SET PROBLEM
Which lines in the items below contain the word "picnic", with case counting? Pick out each one and copy it in full.

──────────

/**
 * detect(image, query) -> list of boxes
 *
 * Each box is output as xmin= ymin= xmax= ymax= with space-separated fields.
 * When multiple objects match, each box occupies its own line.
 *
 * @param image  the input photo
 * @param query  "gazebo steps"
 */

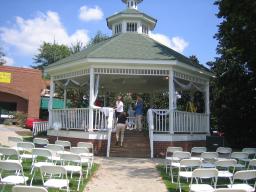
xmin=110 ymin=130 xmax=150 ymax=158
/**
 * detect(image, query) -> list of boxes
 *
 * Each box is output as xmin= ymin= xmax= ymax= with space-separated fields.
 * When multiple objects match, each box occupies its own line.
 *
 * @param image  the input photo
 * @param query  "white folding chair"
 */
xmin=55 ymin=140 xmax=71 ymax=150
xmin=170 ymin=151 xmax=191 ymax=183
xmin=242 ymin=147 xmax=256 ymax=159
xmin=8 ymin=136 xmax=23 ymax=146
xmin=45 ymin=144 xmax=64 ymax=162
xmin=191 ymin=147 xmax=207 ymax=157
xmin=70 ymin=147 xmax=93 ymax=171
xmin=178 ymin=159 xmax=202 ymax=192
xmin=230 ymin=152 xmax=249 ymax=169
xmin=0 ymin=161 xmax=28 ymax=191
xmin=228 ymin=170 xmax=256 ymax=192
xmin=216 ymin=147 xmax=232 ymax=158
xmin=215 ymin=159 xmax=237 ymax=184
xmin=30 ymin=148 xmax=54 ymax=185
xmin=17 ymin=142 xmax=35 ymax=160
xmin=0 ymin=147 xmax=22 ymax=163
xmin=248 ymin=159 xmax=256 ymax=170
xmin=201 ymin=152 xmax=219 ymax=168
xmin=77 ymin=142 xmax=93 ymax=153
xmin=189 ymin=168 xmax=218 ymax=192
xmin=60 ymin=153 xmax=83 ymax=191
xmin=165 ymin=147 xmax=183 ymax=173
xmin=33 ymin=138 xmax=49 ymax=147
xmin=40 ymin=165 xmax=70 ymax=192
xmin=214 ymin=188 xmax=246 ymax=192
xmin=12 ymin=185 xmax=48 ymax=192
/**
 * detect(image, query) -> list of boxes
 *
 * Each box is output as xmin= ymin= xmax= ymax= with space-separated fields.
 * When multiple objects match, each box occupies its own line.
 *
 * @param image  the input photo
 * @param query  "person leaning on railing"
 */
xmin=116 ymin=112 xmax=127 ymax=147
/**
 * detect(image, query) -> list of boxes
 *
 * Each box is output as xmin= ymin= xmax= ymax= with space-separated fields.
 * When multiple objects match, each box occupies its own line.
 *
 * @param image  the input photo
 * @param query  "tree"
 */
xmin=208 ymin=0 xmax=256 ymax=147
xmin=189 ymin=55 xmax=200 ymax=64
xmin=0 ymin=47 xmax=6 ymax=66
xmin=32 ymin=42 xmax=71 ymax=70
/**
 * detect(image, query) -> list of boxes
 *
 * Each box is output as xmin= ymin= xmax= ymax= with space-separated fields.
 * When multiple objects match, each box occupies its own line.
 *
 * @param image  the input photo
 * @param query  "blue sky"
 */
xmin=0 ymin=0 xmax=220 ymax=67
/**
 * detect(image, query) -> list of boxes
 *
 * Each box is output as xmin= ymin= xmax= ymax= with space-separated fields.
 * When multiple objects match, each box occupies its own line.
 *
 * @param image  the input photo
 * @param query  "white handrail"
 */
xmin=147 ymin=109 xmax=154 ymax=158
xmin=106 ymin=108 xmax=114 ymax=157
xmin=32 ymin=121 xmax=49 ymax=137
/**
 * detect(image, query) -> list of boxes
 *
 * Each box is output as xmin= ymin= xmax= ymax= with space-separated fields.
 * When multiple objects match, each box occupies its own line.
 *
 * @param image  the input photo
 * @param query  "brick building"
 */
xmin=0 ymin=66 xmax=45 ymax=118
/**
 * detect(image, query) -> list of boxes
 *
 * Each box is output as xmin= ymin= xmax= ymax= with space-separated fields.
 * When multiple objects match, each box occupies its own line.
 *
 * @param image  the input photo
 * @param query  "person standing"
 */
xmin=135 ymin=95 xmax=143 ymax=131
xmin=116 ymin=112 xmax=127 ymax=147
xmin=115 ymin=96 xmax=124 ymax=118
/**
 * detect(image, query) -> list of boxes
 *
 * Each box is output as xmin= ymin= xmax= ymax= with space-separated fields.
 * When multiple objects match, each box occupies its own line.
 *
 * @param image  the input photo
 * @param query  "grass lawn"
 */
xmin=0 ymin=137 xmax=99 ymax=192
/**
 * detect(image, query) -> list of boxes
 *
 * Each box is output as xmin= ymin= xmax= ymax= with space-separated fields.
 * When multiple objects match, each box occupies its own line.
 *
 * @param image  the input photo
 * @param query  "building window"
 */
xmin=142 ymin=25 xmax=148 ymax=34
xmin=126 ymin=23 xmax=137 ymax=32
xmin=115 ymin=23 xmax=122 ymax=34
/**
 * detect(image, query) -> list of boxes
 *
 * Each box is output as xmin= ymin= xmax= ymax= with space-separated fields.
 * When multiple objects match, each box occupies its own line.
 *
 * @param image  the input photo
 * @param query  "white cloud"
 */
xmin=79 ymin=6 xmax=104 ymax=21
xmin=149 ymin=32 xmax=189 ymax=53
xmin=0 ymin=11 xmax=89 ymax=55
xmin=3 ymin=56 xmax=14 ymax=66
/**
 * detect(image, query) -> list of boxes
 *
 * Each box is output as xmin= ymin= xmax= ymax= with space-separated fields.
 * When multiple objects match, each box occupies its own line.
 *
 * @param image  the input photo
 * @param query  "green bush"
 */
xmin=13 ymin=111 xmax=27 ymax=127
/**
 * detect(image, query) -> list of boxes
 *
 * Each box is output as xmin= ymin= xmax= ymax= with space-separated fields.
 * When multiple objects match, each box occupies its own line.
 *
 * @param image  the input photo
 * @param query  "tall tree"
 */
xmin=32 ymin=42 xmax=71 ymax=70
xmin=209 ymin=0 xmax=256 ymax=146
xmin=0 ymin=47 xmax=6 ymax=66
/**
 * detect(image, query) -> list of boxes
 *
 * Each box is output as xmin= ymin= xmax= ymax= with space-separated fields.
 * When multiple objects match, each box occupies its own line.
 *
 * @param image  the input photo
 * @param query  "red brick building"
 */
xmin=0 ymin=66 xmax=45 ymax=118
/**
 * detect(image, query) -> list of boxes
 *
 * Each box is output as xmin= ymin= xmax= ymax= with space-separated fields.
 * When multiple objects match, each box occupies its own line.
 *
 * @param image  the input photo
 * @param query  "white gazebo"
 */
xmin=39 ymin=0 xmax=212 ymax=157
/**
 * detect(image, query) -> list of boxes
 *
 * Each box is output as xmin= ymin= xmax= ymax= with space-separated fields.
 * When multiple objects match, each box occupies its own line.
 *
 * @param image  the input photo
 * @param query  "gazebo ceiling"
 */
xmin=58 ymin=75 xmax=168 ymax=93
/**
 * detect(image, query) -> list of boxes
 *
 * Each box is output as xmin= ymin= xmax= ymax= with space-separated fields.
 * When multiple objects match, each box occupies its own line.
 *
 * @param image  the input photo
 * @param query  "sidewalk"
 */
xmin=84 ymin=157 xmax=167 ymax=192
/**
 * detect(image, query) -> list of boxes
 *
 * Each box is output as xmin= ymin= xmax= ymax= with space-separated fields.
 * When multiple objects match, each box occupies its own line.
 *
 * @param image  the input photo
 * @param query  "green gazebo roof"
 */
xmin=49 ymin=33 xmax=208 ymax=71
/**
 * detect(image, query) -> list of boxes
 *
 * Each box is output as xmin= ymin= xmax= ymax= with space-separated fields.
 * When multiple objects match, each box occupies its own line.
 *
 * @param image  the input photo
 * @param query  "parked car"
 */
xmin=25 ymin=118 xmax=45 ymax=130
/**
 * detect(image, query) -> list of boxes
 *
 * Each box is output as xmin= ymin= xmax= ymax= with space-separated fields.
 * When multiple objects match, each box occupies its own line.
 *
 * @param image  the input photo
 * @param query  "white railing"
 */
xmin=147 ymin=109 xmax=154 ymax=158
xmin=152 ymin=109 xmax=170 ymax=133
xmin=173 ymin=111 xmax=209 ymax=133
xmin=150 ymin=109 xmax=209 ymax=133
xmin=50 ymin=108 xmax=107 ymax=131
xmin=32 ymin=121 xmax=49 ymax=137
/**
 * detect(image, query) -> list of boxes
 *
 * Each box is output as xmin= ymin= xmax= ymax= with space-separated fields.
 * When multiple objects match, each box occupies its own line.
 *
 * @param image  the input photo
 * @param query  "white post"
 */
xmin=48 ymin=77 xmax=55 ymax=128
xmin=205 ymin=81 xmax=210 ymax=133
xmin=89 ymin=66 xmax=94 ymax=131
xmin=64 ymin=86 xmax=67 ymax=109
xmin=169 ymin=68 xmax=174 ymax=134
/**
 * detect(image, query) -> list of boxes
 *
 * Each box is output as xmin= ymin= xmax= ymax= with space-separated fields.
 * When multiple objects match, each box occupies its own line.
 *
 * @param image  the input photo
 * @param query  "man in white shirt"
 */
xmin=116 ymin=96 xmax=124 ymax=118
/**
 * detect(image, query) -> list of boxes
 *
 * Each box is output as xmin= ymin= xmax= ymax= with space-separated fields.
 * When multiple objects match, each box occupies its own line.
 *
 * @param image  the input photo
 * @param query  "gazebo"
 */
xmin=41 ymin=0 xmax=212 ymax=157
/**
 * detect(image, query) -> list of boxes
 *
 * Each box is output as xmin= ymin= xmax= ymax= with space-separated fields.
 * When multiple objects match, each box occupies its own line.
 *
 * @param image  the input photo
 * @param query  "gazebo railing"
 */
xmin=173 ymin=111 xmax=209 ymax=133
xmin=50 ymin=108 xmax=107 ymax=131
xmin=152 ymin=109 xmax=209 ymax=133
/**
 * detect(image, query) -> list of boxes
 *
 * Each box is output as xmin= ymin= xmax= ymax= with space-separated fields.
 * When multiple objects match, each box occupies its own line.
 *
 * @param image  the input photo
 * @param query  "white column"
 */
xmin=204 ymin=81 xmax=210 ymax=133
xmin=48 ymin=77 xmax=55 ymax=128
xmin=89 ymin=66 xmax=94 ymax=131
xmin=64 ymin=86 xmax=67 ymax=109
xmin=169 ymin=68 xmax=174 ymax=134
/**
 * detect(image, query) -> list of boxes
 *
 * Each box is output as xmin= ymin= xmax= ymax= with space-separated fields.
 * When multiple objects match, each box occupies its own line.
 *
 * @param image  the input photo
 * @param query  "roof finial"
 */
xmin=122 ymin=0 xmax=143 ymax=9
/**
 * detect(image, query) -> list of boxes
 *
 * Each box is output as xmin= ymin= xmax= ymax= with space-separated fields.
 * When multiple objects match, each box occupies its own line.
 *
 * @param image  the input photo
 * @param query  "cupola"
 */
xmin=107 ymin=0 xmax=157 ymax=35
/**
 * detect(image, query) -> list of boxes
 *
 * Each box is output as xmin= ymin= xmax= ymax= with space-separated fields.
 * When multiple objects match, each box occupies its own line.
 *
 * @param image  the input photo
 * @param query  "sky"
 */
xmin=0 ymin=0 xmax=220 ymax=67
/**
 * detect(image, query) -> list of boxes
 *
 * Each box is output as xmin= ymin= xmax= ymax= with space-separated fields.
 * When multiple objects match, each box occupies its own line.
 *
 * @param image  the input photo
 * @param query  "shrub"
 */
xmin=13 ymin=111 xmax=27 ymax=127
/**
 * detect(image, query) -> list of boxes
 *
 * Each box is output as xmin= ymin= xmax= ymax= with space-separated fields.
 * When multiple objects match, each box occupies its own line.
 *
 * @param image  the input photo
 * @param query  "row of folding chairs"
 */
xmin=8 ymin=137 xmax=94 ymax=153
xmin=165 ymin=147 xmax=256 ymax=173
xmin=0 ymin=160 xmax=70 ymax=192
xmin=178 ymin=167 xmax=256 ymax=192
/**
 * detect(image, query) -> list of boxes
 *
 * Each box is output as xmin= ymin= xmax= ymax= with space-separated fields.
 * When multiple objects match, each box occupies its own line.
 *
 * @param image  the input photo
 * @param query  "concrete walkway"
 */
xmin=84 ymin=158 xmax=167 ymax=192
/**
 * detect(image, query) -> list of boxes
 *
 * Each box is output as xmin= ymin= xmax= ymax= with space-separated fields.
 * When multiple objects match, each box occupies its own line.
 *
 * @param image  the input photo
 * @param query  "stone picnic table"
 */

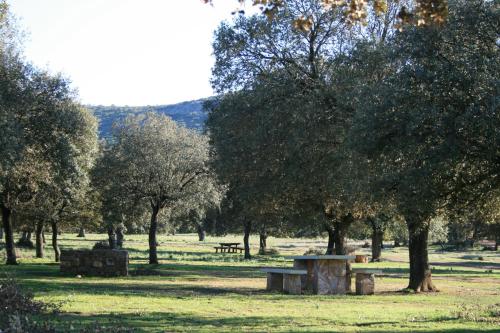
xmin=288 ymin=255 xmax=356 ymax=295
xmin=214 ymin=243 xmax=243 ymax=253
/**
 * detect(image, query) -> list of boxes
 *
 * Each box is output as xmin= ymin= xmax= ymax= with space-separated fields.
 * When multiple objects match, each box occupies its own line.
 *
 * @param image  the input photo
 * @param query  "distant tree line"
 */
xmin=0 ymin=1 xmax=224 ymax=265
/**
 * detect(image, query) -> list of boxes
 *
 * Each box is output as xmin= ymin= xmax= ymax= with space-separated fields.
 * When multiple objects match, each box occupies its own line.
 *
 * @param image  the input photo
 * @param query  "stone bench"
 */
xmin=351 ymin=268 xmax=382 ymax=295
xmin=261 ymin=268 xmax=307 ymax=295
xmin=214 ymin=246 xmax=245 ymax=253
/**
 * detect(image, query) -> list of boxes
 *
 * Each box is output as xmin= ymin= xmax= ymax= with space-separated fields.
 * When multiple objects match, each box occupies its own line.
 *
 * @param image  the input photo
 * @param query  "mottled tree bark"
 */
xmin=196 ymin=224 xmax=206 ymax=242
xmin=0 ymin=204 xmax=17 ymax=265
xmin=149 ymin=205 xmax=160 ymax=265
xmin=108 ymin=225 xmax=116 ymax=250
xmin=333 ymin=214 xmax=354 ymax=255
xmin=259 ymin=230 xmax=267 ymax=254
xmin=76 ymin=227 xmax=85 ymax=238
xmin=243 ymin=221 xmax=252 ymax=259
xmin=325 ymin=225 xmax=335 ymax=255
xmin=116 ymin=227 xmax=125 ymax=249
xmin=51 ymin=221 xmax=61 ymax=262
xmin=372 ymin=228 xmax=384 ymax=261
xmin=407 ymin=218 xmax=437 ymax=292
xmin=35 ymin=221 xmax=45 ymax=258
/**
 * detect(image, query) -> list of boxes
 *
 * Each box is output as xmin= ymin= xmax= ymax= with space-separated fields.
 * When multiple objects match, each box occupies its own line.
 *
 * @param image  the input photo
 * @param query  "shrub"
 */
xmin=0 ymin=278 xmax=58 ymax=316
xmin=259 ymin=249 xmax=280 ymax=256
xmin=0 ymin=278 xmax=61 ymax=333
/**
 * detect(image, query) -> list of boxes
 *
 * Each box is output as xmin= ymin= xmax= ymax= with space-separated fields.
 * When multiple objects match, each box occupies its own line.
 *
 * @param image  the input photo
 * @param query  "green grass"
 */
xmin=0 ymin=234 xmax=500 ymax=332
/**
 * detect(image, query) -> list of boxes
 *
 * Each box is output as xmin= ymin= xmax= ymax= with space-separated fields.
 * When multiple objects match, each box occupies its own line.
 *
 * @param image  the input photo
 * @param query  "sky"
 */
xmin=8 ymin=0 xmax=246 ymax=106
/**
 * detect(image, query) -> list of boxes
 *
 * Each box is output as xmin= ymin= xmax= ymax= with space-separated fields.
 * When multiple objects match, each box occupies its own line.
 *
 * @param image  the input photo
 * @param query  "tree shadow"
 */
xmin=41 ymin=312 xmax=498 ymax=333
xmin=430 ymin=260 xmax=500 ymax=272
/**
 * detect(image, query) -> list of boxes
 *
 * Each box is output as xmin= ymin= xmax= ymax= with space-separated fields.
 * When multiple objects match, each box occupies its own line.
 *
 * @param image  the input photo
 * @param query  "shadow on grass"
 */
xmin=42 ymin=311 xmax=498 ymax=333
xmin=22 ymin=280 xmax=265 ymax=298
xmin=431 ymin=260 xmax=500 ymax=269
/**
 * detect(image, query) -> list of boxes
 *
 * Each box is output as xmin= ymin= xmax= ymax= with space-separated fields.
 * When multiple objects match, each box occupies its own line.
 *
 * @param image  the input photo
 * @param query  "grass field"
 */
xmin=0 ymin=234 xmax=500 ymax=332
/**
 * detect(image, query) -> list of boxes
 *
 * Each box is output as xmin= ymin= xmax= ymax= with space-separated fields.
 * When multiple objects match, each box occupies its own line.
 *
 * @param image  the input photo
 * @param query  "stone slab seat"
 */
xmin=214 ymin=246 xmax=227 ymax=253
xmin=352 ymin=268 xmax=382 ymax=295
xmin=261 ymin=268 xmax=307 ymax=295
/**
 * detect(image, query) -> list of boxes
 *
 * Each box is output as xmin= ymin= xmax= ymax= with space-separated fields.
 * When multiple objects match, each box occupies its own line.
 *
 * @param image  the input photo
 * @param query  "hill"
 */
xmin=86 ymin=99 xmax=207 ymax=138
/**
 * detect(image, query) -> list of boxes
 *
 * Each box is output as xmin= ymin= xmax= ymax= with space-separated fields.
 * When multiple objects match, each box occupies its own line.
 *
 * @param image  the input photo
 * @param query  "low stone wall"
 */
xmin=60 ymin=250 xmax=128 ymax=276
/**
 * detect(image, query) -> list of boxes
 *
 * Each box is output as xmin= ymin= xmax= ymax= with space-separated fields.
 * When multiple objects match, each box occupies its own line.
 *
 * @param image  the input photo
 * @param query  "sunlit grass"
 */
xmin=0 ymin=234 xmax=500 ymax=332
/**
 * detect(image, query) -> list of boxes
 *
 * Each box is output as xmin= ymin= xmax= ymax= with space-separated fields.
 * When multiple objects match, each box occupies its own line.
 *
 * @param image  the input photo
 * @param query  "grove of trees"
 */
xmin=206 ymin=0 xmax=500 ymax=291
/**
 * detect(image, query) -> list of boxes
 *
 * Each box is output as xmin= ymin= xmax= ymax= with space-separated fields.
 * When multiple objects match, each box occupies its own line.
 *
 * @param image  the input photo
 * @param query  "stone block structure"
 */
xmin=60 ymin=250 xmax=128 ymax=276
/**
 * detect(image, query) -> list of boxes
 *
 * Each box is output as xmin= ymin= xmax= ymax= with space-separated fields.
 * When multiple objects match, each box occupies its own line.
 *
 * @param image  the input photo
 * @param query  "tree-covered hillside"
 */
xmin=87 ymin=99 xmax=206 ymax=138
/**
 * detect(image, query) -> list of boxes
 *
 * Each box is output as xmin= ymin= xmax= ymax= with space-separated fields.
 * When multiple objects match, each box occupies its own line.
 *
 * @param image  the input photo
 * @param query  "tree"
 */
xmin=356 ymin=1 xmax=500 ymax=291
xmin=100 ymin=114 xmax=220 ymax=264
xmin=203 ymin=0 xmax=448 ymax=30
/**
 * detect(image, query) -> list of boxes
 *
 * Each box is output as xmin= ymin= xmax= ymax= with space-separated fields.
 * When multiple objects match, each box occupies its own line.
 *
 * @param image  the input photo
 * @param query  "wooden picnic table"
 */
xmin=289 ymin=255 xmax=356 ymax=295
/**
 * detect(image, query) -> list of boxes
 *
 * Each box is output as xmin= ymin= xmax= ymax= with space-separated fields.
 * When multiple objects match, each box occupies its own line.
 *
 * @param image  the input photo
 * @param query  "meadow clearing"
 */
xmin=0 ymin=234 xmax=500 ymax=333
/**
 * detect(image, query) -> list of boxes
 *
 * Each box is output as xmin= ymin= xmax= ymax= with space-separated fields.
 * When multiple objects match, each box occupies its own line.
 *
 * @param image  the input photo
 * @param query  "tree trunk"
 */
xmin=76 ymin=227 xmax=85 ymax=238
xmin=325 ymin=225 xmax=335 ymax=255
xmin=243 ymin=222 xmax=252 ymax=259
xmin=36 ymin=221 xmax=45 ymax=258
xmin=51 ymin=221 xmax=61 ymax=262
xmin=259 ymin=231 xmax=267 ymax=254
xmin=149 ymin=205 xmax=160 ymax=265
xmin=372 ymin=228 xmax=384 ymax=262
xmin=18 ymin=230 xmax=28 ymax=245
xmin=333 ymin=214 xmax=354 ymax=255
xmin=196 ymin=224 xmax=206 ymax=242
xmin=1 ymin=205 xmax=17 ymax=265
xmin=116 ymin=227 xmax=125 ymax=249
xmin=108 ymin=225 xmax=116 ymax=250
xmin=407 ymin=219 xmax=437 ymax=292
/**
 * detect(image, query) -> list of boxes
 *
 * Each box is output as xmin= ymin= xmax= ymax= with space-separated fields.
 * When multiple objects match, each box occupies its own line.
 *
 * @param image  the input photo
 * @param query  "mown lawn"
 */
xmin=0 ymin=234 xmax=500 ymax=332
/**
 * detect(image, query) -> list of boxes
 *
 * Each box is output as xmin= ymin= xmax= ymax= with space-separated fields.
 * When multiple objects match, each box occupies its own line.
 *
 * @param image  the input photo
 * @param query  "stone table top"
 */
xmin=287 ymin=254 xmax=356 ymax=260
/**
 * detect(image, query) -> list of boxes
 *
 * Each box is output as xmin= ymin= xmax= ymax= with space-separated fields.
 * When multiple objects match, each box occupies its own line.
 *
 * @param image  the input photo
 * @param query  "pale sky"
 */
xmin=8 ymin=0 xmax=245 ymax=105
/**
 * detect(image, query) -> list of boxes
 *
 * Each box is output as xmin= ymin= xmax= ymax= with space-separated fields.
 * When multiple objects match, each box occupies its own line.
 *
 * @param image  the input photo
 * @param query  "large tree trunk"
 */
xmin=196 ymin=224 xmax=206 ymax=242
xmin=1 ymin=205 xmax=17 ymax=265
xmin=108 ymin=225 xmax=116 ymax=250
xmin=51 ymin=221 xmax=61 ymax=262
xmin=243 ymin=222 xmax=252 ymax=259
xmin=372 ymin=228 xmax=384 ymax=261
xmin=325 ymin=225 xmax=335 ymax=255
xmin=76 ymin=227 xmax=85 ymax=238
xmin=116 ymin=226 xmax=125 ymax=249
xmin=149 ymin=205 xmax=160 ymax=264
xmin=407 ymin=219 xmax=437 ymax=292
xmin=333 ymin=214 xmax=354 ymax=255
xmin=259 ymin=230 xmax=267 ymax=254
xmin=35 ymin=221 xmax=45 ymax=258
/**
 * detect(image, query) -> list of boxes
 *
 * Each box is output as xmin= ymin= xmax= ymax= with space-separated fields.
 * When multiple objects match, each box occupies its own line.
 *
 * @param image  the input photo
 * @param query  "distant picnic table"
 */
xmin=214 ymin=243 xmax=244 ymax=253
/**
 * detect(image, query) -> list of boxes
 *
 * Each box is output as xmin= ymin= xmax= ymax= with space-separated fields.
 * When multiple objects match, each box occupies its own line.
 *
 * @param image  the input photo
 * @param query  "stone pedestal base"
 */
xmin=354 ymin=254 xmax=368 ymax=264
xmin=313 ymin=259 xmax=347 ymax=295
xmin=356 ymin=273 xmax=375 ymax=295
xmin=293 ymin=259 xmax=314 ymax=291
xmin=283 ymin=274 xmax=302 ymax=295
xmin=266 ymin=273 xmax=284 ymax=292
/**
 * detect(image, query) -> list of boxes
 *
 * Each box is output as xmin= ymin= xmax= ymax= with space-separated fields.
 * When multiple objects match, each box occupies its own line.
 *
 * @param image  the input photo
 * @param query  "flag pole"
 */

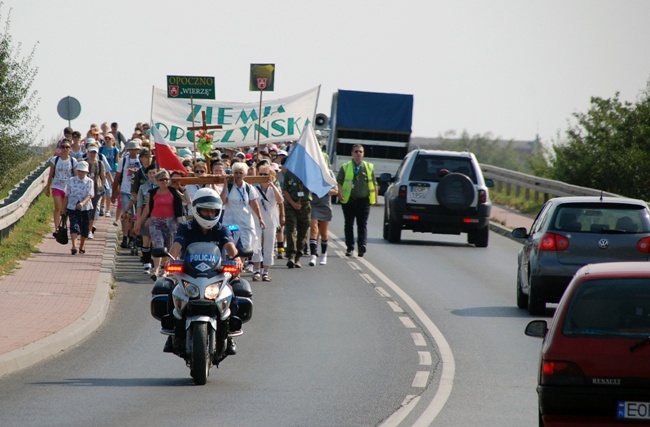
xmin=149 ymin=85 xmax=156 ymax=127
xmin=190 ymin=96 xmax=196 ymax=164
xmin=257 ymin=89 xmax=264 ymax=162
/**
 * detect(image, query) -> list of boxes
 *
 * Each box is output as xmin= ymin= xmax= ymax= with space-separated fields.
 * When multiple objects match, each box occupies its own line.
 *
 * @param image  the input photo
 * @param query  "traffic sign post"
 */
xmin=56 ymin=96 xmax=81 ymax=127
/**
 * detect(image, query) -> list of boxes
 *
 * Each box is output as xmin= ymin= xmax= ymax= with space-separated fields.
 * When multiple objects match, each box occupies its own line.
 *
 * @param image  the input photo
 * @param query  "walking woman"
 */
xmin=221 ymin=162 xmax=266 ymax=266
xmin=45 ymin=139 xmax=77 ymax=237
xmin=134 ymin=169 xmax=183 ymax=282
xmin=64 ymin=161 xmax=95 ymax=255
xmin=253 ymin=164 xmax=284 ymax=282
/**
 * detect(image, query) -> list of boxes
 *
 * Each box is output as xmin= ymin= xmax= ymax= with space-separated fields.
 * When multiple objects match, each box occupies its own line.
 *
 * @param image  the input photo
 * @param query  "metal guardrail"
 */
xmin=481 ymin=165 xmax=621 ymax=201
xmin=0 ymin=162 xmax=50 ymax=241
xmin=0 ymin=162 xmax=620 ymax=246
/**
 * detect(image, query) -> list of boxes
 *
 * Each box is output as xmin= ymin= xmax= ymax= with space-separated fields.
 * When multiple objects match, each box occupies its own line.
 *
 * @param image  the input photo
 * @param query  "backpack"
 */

──────────

TASK OUTPUT
 * @param query  "stone picnic table"
 * @param query  "wooden picnic table"
 * @param query  "distant picnic table"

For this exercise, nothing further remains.